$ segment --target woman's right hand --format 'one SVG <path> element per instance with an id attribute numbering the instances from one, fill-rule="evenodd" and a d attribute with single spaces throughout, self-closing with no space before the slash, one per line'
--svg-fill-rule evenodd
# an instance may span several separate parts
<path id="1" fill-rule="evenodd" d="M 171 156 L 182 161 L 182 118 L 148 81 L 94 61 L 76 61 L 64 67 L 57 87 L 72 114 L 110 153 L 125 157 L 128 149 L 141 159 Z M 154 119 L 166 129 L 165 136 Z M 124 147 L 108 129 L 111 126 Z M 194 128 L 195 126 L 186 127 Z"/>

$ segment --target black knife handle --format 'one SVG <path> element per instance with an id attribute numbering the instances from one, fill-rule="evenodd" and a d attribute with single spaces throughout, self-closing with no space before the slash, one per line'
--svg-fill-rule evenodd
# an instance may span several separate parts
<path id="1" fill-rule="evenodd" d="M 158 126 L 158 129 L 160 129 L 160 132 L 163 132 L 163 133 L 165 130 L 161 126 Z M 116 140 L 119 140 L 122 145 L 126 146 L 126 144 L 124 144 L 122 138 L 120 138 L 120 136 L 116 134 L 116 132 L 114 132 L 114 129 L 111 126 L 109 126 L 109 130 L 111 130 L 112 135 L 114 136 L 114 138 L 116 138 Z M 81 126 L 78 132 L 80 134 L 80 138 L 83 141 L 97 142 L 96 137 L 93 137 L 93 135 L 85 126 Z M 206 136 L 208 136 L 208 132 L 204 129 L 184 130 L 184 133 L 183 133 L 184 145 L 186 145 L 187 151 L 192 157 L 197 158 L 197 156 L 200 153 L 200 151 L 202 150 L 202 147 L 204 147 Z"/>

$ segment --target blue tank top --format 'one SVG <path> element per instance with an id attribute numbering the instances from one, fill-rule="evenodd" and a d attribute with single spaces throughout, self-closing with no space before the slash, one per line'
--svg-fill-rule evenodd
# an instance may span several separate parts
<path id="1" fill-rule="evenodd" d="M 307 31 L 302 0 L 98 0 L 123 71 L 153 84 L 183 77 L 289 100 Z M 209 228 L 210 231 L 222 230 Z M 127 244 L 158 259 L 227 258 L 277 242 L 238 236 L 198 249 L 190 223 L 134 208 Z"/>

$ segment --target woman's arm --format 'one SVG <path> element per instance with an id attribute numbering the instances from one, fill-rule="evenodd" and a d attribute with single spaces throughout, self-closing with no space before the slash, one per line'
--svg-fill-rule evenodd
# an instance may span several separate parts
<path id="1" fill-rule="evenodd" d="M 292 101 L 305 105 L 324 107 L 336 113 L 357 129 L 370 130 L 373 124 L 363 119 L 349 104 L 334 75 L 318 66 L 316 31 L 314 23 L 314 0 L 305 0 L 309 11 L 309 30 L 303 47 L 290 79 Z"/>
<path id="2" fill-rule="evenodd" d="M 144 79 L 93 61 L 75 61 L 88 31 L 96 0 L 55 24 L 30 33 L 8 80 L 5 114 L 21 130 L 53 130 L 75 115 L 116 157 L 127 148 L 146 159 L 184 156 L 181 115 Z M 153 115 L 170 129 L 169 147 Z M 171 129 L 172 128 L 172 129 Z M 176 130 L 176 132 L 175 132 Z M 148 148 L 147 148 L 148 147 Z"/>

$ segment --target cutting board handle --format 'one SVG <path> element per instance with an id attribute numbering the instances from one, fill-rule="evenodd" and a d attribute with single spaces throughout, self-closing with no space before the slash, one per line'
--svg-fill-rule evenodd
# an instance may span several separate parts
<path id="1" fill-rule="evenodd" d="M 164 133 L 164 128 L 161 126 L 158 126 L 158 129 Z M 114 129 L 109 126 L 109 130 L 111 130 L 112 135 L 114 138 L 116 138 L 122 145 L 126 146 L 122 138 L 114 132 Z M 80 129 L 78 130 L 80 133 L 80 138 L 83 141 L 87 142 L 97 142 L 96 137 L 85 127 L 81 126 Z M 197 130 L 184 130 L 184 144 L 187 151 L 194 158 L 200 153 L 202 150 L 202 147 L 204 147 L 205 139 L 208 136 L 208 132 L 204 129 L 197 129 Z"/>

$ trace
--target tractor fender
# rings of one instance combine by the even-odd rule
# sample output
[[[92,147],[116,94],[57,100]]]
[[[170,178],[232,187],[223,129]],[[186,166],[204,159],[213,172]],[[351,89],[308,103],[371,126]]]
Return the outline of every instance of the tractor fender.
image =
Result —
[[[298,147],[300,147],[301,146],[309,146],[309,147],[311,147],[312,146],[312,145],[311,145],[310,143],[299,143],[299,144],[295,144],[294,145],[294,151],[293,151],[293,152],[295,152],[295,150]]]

+++

Challenge
Find each line in the records that contains the word "fender" and copy those lines in full.

The reply
--target tractor fender
Return the outline of every instance of the tractor fender.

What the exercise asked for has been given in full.